== Material provided

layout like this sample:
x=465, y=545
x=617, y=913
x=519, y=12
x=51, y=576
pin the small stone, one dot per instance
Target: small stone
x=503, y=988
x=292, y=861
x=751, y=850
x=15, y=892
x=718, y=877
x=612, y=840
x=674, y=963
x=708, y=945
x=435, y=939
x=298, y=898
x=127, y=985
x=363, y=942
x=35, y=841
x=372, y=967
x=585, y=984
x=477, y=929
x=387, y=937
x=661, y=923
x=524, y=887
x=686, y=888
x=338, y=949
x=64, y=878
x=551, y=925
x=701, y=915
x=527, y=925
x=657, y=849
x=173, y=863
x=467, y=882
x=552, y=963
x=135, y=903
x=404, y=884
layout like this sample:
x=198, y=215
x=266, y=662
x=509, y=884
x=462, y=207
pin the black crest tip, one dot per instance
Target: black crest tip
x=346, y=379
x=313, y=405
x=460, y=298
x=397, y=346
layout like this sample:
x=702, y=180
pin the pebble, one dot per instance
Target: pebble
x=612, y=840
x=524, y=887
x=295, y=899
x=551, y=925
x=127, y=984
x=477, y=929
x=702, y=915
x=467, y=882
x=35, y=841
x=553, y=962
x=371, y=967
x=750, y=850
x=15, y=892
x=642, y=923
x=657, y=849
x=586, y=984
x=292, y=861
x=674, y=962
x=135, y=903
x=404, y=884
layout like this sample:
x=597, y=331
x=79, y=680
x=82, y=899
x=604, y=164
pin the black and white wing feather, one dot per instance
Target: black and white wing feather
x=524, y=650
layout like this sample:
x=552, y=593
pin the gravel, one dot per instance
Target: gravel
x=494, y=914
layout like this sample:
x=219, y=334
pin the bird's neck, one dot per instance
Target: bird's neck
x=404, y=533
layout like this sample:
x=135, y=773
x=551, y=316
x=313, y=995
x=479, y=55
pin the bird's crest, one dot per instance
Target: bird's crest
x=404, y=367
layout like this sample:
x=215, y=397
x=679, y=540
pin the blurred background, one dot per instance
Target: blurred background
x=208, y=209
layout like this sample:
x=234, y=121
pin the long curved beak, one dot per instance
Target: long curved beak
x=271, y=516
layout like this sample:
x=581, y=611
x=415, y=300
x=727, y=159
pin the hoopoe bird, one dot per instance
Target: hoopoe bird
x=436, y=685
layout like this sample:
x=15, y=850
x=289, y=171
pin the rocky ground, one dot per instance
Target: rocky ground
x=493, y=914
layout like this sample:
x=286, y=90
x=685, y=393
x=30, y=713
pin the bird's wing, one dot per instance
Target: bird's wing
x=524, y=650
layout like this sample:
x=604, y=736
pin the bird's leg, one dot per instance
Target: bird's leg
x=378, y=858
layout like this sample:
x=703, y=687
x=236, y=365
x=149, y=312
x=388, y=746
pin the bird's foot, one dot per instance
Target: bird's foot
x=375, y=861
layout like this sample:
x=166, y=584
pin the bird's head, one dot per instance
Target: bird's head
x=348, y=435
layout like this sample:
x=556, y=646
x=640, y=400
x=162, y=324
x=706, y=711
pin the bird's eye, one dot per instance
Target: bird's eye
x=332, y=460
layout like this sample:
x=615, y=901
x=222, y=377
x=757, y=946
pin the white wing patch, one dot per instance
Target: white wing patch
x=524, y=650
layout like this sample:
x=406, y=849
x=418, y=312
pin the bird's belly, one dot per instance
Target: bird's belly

====

● **Problem statement**: Reproduce all of the data above verbatim, line for line, from first to last.

● **Output below**:
layout like this sample:
x=465, y=545
x=617, y=913
x=519, y=12
x=51, y=576
pin the small stone, one dot per instance
Target: small stone
x=503, y=988
x=292, y=861
x=751, y=850
x=15, y=892
x=718, y=877
x=612, y=840
x=674, y=963
x=708, y=945
x=435, y=939
x=298, y=898
x=127, y=985
x=363, y=942
x=35, y=841
x=372, y=967
x=585, y=984
x=477, y=929
x=387, y=937
x=661, y=923
x=524, y=887
x=686, y=888
x=338, y=949
x=64, y=878
x=551, y=925
x=701, y=915
x=527, y=925
x=657, y=849
x=173, y=863
x=467, y=882
x=552, y=963
x=135, y=903
x=404, y=884
layout like this sample:
x=198, y=215
x=266, y=662
x=509, y=884
x=462, y=207
pin the black crest tip, one dot per instance
Target: black crest tip
x=346, y=379
x=313, y=405
x=460, y=298
x=397, y=346
layout like this sample:
x=702, y=180
pin the pebble, one dot per instance
Target: pebble
x=612, y=840
x=524, y=887
x=295, y=899
x=551, y=925
x=127, y=984
x=477, y=929
x=702, y=915
x=467, y=882
x=35, y=841
x=553, y=962
x=371, y=967
x=750, y=850
x=15, y=892
x=642, y=923
x=657, y=849
x=586, y=984
x=292, y=861
x=674, y=962
x=135, y=903
x=404, y=884
layout like this sample:
x=597, y=331
x=79, y=680
x=82, y=899
x=604, y=164
pin the black and white wing feather, one dot per instance
Target: black and white wing feather
x=524, y=650
layout like this sample:
x=552, y=593
pin the gravel, one dot per instance
Target: gravel
x=494, y=914
layout like this sample:
x=219, y=334
pin the bird's neck, one dot per instance
Target: bird's neck
x=404, y=533
layout like this sample:
x=135, y=773
x=551, y=316
x=313, y=995
x=479, y=55
pin the bird's crest, one dot per instance
Target: bird's crest
x=404, y=367
layout like this sample:
x=215, y=397
x=679, y=540
pin the blurred background, one dot per instance
Target: blurred background
x=208, y=209
layout like this sample:
x=234, y=121
pin the long curved beak, one dot per instance
Target: long curved beak
x=271, y=516
layout like this sample:
x=581, y=611
x=415, y=300
x=727, y=159
pin the hoopoe bird, one dot per instance
Target: hoopoe bird
x=436, y=685
layout like this sample:
x=15, y=850
x=289, y=171
pin the rocky ground, one dot per instance
Target: rocky ground
x=493, y=914
layout like this sample:
x=286, y=90
x=685, y=393
x=30, y=713
pin the bird's wing, one dot per instance
Target: bird's wing
x=524, y=650
layout like this sample:
x=604, y=736
pin the bird's leg, one dot per instance
Target: bird's leg
x=378, y=858
layout like this sample:
x=703, y=687
x=236, y=365
x=149, y=312
x=388, y=746
pin the bird's foot, one dot per instance
Target: bird's foot
x=375, y=861
layout like this sample:
x=166, y=584
pin the bird's head, one dot per instance
Target: bird's head
x=348, y=435
layout like this sample:
x=556, y=646
x=640, y=400
x=162, y=324
x=706, y=711
pin the bird's eye, one dot per instance
Target: bird's eye
x=332, y=460
layout like this sample:
x=615, y=901
x=222, y=377
x=757, y=946
pin the white wing patch, one dot per instance
Target: white wing patch
x=524, y=650
layout like this sample:
x=406, y=849
x=418, y=312
pin the bird's belly, one dot per instance
Target: bird's belly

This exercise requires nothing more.